# Gentian violet= more pain? How do I know it worked?



## 2sweetbabes (Jul 1, 2005)

My daughter and I have had thrush for 5 months. I've tried most everything (nystatin, dyflucan, vinegar, probiotics, gse, anti-yeast diet etc) and two nights ago tried gentian violet for the first time. I actually have more nipple pain from the two applications I've given myself. Is this normal? I know it's thrush- our dr has looked twice under the microscope. I was really hoping to see immediate results but maybe it takes a while? My other question is how do I kjow it worked in my dd's mouth? all I can see is purple! With the other topical treatments and with dyflucan I could see the white patches in her mouth were gone.

Any tips about gv that I should know? I'm planning to use it for two more days and then I guess I'll try something else. I loved the tip about putting vaseline on her lips- no purple!

Also- one thing I've considered doing but haven't is weaning her off her pacifier. Anyone have experience with pacifiers and thrush? A couple sources have said to ditch them. I always boil and she only gets them to sleep.

thanks!


----------



## mammafish78 (Jun 9, 2005)

try a taste of the gentian violet in your own mouth. it might be hurting your dc, it burned mine.

try eating a clove of garlic a day or twice a day at first. it will help beat it out of your system.


----------



## its_me_mona (Feb 2, 2005)

GV has always been too harsh for my nipples so I use Grapefruit Seed Extract instead. I use about 30 drops per ounce of water, although you can use a lesser ratio. I still continue to use the GV in baby's mouth but you could also use the GSE instead there too









I also eat odorless garlic tablets when I feel "thrushy" & it seems to help.

__INFORMATION__:
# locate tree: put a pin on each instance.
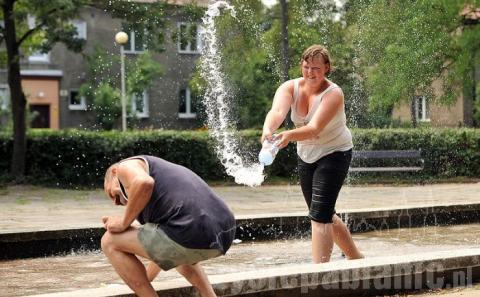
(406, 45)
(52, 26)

---

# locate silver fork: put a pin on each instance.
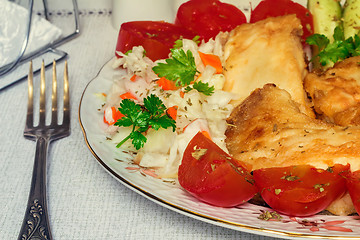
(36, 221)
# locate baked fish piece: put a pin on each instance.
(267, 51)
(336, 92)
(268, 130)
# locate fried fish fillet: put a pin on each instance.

__WORK TO COMPLETE__:
(1) In the thread on gentian violet, how much Grapefruit Seed Extract does its_me_mona use per ounce of water?
(2) Summarize the thread on gentian violet in two sentences.
(3) Reproduce word for word the part of the thread on gentian violet from "Also- one thing" to "them to sleep.".
The lines are not needed for any of this work.

__WRITTEN ANSWERS__:
(1) About 30 drops per ounce of water.

(2) The poster, who has had thrush along with a daughter for five months, reports more nipple pain after two applications of gentian violet and asks whether that is normal, how to tell whether it worked in the daughter's mouth, and whether to wean the daughter off the pacifier. One reply suggests tasting the gentian violet because it may burn the child and eating garlic daily, while another says gentian violet is too harsh on the nipples and uses Grapefruit Seed Extract instead, along with odorless garlic tablets.

(3)
Also- one thing I've considered doing but haven't is weaning her off her pacifier. Anyone have experience with pacifiers and thrush? A couple sources have said to ditch them. I always boil and she only gets them to sleep.